• _SOURCE EXCERPT_
========
THE FACTORY OF FACTS
By Luc Sante
Pantheon, 306 pages, $24
ALL THE WAY TO HEAVEN: An American Boyhood in the Himalayas
By Stephen Alter
Holt, 319 pages, $25
Childhoods that span more than one continent and culture; memories sealed off by distance as much as time; identities that feel irrevocably divided and oddly malleable. These are the experiences of a sizable number of Americans who grew up in the unprecedentedly mobile era since World War II.
Two new memoirs explore both the lonely and enriching aspects of this fractured sense of origin. In “The Factory of Facts,” Belgian-born essayist Luc Sante, who was raised in suburban New Jersey with periodic returns to Europe, brilliantly examines what it’s like to be “something of an international co-production.” Novelist Stephen Alter isn’t as penetrating in his reminiscence about growing up the eldest son of American missionaries in northern India. But “All the Way to Heaven” still makes vivid his early sense of estrangement from his passport nationality.
Both men differed from immigrants of yore in that they (with their parents) made repeated moves, back and forth, rather than one decisive move. Thus Sante talks of arriving four times in America during childhood, “with a differently shaded feeling of discovery every time,” while Alter writes of being “unwilling to commit myself to one country or the other” when in his teens. Alter now lives in Massachusetts, but he has a cousin who took the leap and became a citizen of India. Sante, a frequent contributor to The New York Review of Books, is a confirmed Manhattanite, lives “almost entirely in English now”–and holds onto his Belgian citizenship.
========
Entries from a point annotation set:
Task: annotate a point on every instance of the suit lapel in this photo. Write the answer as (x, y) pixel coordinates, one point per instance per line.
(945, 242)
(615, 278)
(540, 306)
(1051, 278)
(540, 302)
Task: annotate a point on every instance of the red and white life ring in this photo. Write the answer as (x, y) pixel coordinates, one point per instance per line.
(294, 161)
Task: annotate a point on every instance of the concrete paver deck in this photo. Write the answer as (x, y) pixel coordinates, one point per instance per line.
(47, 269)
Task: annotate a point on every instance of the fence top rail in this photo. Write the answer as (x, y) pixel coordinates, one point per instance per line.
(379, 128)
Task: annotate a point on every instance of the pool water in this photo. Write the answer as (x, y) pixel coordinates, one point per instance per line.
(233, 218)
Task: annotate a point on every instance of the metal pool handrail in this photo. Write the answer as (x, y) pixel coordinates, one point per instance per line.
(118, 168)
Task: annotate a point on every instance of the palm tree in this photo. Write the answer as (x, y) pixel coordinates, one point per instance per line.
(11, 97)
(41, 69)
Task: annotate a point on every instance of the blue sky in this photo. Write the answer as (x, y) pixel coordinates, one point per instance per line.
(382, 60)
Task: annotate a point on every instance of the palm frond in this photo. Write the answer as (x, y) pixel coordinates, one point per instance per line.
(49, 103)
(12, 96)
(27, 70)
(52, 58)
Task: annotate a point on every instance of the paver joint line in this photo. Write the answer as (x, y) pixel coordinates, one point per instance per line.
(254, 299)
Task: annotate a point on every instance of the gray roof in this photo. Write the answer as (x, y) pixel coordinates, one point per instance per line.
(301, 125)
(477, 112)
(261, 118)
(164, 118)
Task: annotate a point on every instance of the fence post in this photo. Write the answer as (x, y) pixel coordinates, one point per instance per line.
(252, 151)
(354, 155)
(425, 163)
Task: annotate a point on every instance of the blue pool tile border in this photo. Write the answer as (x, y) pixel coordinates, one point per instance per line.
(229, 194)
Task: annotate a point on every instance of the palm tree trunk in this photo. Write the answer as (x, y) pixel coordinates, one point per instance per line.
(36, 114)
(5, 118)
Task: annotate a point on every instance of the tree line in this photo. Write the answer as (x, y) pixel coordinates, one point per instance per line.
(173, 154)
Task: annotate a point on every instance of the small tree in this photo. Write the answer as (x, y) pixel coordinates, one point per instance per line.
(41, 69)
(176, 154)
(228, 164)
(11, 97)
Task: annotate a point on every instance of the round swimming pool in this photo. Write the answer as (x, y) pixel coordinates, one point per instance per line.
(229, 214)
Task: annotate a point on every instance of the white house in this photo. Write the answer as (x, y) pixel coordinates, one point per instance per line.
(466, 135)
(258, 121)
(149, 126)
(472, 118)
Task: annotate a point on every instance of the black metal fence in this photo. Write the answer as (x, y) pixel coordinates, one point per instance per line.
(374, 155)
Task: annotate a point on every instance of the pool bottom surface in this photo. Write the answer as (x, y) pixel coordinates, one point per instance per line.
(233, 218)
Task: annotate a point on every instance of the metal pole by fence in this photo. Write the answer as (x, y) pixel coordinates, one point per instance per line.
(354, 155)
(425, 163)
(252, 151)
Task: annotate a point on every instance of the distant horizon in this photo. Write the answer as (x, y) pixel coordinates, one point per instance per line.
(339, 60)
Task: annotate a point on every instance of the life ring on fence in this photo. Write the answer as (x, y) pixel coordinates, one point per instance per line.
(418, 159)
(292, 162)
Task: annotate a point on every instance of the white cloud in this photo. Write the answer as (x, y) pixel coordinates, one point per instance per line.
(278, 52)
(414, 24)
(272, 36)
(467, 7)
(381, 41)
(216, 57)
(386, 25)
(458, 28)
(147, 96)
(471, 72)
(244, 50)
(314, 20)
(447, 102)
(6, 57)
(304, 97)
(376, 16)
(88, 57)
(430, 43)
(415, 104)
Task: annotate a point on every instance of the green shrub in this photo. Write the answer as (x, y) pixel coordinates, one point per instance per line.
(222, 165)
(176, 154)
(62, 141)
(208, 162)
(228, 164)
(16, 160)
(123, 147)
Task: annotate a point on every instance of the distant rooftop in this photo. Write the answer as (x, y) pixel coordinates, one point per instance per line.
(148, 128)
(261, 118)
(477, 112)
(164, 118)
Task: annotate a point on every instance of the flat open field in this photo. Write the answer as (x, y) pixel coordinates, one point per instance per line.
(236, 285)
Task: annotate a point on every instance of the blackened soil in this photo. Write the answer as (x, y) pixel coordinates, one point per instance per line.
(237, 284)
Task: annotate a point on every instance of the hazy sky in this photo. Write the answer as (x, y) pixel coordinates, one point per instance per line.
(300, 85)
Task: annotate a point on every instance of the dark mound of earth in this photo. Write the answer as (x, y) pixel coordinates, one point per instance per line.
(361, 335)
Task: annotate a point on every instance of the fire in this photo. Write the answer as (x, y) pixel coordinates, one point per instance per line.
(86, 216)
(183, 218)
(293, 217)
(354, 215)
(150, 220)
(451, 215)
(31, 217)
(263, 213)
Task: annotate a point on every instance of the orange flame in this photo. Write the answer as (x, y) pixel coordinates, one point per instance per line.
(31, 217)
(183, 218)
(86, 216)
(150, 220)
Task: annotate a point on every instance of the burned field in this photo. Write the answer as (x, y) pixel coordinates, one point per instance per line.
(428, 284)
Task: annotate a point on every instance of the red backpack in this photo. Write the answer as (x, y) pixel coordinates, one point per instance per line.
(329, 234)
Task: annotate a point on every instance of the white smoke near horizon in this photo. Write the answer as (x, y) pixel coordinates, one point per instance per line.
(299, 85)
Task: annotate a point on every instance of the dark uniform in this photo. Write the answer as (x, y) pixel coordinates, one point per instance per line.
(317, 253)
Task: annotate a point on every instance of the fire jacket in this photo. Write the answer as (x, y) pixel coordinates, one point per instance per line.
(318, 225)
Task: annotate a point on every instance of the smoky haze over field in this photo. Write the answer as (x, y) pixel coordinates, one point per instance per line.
========
• _JOB 1_
Set down verbatim the portion of the memoir review that opens with the words containing "Two new memoirs" and closes with "his passport nationality.".
• _JOB 2_
Take the memoir review further, continuing from its final sentence.

• _EXERCISE RESPONSE 1_
Two new memoirs explore both the lonely and enriching aspects of this fractured sense of origin. In “The Factory of Facts,” Belgian-born essayist Luc Sante, who was raised in suburban New Jersey with periodic returns to Europe, brilliantly examines what it’s like to be “something of an international co-production.” Novelist Stephen Alter isn’t as penetrating in his reminiscence about growing up the eldest son of American missionaries in northern India. But “All the Way to Heaven” still makes vivid his early sense of estrangement from his passport nationality.

• _EXERCISE RESPONSE 2_
Densely packed and crisply focused, “The Factory of Facts” is winningly playful in its stretching of the memoir genre, starting with an opening chapter that serves up nine wildly conflicting potted plots of Sante’s life. The real story: Sante, an only child, first came to the U.S. with his parents in 1959 at age 5, and eventually, after seven moves back and forth, the family settled in Summit, N.J., a commuter-line suburb of New York.
By his late teens, Sante had suppressed all trace of his Belgian background: “Willfully, accidentally, organically, negligently, crudely, systematically, inevitably I got rid of a section of myself, a part that was once majority and shrank to accessory. I went from being the little Belgian boy, polite and diffident and possessed of a charming accent, to a loutish American adolescent.” This “project of self-invention” was so successful that he became “a sort of hydroponic vegetable, growing soil-free.”
Clearly there is trouble brewing here, and it manifests itself in an unsettling dream the grownup Sante has about a country erased from all historical records. Some ad hoc dream analysis leads him to conclude that while it’s “fascinating and often fruitful to try on another skin . . . it is ultimately meaningless if one hasn’t acknowledged one’s own.” Every human being, he theorizes, is an “archeological site.” And so, with vigor and tenacity, he begins to dig into himself, his family, the country of his earliest childhood and the slippery workings of language, memory and culture.
The resulting book is an elegant collage of 15 chapters, some personal in character, others more dispassionately curious about their chosen topics. They include deft summaries of Belgian history, shrewd analyses of Belgian character and culture, subtle meditations on bilingualism and rueful recollections of how the “preposterous El Dorado” of America–“a candy mountain that existed only in rumor and representation”–bore no connection to the “industrial dead zone” of New Jersey where the Santes first landed upon arrival in the U.S.
The Belgium of his parents’ lifetime, with its repeated invasions by Germany and its economic vicissitudes (his father’s loss of his textile-industry job precipitated the family’s move), emerges as a grim place, and Sante’s account of his parents’ ordeals is page-turning stuff. More quietly absorbing is his examination of Belgium’s mixed Flemish and Walloon heritage, which makes the country as culturally divided as the author himself.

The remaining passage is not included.